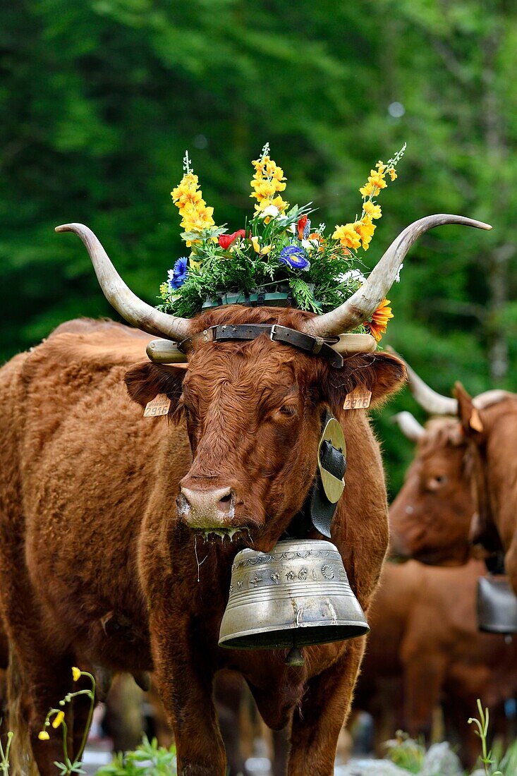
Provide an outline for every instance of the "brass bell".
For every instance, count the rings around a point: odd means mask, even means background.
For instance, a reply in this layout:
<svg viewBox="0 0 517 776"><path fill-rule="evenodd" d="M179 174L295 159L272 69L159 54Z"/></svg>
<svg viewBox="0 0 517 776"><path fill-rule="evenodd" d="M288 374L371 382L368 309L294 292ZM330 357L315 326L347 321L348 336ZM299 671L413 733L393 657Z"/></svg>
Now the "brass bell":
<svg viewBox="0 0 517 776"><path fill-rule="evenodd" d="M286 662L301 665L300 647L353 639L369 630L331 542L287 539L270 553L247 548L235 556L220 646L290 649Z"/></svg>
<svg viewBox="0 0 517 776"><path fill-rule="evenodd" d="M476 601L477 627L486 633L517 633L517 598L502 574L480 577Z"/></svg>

■ Task requirements
Copy every line of the rows above word for word, leaving out the pictures.

■ Response
Provide an outline for every instance of the "brass bell".
For every instance, count the rings around a point: odd means mask, even means background.
For instance, a reply in this layout:
<svg viewBox="0 0 517 776"><path fill-rule="evenodd" d="M179 174L295 159L272 69L159 54Z"/></svg>
<svg viewBox="0 0 517 776"><path fill-rule="evenodd" d="M288 374L371 382L368 309L294 292ZM330 357L315 326L347 321L348 336ZM299 671L413 733L393 657Z"/></svg>
Now the "brass bell":
<svg viewBox="0 0 517 776"><path fill-rule="evenodd" d="M286 662L301 665L300 647L353 639L369 630L331 542L287 539L270 553L247 548L235 556L220 646L290 649Z"/></svg>
<svg viewBox="0 0 517 776"><path fill-rule="evenodd" d="M476 601L477 627L486 633L517 633L517 598L502 574L480 577Z"/></svg>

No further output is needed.